Dataset excerpts:
# # # # # # #

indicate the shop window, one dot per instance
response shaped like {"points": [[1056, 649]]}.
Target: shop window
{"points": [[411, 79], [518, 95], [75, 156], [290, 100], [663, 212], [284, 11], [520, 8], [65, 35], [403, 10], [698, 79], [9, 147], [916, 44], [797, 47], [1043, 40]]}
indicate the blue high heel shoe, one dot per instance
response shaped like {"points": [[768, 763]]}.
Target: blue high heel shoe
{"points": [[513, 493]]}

# # # # # # #

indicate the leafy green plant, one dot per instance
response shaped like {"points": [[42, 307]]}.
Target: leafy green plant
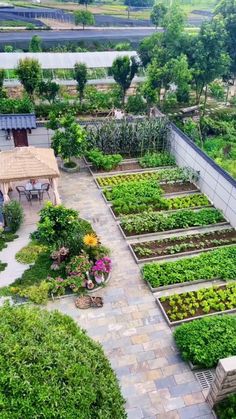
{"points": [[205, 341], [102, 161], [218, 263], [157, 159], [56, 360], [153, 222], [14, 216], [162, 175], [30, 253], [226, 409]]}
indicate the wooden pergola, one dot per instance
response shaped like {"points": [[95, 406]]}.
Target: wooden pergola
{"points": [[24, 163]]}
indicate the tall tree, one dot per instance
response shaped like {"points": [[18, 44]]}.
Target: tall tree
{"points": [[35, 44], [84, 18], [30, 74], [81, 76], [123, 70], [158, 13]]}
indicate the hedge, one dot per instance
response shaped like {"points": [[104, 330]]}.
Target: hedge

# # # # # # #

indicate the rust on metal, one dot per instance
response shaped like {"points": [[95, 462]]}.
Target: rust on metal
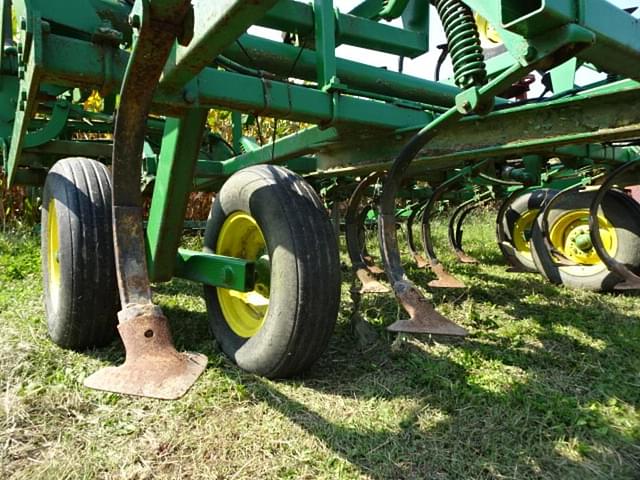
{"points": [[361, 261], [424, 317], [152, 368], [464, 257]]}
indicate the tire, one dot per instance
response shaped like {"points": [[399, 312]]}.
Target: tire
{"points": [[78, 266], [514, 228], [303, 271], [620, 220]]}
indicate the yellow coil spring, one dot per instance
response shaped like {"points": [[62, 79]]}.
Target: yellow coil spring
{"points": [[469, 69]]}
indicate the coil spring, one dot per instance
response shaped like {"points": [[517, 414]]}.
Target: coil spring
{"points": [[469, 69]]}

# # # # # # #

--- Instructions to follow ---
Every line that contains the string "hedge" should be copied from the entries.

--- Solved exercise ---
indicate the hedge, one dot per instance
Target: hedge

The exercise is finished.